Etwas Geheimnisvolles bleibt
Wie im Executive Search genau gearbeitet wird, wissen aber immer noch die wenigsten. Und solange Journalisten sich bei den falschen Leuten danach erkundigen, wird das wohl auch so bleiben. Das ist auch nicht weiter schlimm. Die Headhunter stört es nicht, wenn ihre Arbeit auch weiterhin mystifiziert wird, und für Kandidaten und Klientel der Headhunter sind diese bestehenden Wissenslücken auch nicht von Nachteil. Sie werden nun hier erfahren, was Sie sich von der Arbeitsweise der Headhunter abgucken können, um mit diesen Instrumenten den verdeckten Stellenmarkt zu knacken.
Diskretion zum Schutz des Bewerbers
Diskretion ist übrigens auch ein sehr wichtiges Mittel, um Personen für eine Position zu interessieren. Jede Bewerbung ist immer auch mit einem gewissen Risiko verbunden. Wenn Sie mit dem Gedanken spielen, eine Position in einem anderen Unternehmen anzunehmen und das Ihrem derzeitigen Arbeitgeber zu Ohren kommt, kann das für Sie unschöne Folgen haben. Man wird Sie zukünftig vielleicht für einen unsicheren Kandidaten halten und bei einer anstehenden Beförderung einfach übergehen.
Sie werden sich also nur dann überhaupt mit einer anderen Position befassen, wenn es kein unnötiges Risiko für Sie darstellt. Diskretion senkt Ihr Risiko. Manche Positionen sind auch einfach deshalb schwer zu besetzen, weil sie ungeschickt und unprofessionell »verkauft« werden. Stellt Ihnen ein Headhunter eine Position vor, die genau passen würde und für Sie auch sehr attraktiv ist, wird das sicherlich Ihr Interesse wecken. Sollte Ihnen aber zu Ohren kommen, dass dieselbe Position bereits einem oder mehreren Ihrer Mitarbeiter angeboten wurde, werden Sie sicherlich misstrauisch werden und den Kontakt abbrechen. Da hat sich vermutlich jemand nicht sorgfältig vorbereitet und die Ebenen des Unternehmens nicht richtig zugeordnet.
--
IHRE AUFGABE: Schreiben Sie den Text über die Arbeitsweise der Headhunter im Anschluss an seinen letzten Satz weiter. Das Material stammt aus einer anderen Quelle als der Text.

ANGEZEIGTE DATEN:
--
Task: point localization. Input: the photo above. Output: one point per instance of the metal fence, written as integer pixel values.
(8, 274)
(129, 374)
--
RICHTIGE ANTWORT:
Geheimnisträger auswählen
Man kann es also drehen und wenden, wie man will: Für die meisten Jobwechsel ist Diskretion immer noch das wirksamste Geheimrezept. Je mehr Leute wissen, dass eine Führungsposition neu besetzt werden muss, desto weniger gut ist es für den Prozess der Besetzung und für die potenziellen Interessenten. Wenn eine Führungsposition neu besetzt werden muss, sollten möglichst wenige Menschen davon erfahren – und die wenigen sollten dann möglichst schon »die Richtigen« sein. Daher die »Geheimnistuerei« der Headhunter.
Eintritt in neue Märkte
Diskretion ist übrigens auch dann absolut notwendig, wenn man in neue Märkte oder Geschäftsfelder vordringen möchte und dafür geeignete Mitarbeiter sucht. Würden die Unternehmen zu diesem Zweck die Stellen öffentlich ausschreiben, gäben sie so unfreiwillig auch immer einen Teil ihrer Strategie preis.
Diskretion ist in den meisten Situationen, in denen ein Jobwechsel ansteht, eine Art Geheimrezept. Davon lebt die Branche der seriösen Headhunter.